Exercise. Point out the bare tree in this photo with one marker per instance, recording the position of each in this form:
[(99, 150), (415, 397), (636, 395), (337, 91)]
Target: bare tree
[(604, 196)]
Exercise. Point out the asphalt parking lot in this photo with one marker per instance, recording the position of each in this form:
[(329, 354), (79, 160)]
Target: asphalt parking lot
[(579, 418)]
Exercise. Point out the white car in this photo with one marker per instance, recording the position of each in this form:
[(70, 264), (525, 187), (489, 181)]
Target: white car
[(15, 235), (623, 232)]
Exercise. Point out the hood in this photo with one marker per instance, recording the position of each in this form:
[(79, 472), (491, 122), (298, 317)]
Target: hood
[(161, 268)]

════════════════════

* The request
Reproduce all of the material above word for word.

* Full solution
Exercise. Point out the bare tree in this photo with one marker per instance, recording the position of each in this form:
[(99, 150), (415, 397), (636, 395), (337, 91)]
Target: bare tree
[(604, 196)]
Exercise. Point out the asphalt parking lot in this photo with one marker per instance, recording the position of each in this form:
[(329, 354), (79, 160)]
Target: asphalt parking lot
[(579, 418)]
Exercise. Point out the white car in this photo with one marker per instance, recording the position of each in this form:
[(70, 264), (525, 187), (489, 181)]
Target: white car
[(15, 235), (623, 232)]
Exercise. Point out the hood in this photo with one marker per instance, recording the position of each in this form:
[(79, 472), (491, 122), (298, 317)]
Target: hood
[(161, 268)]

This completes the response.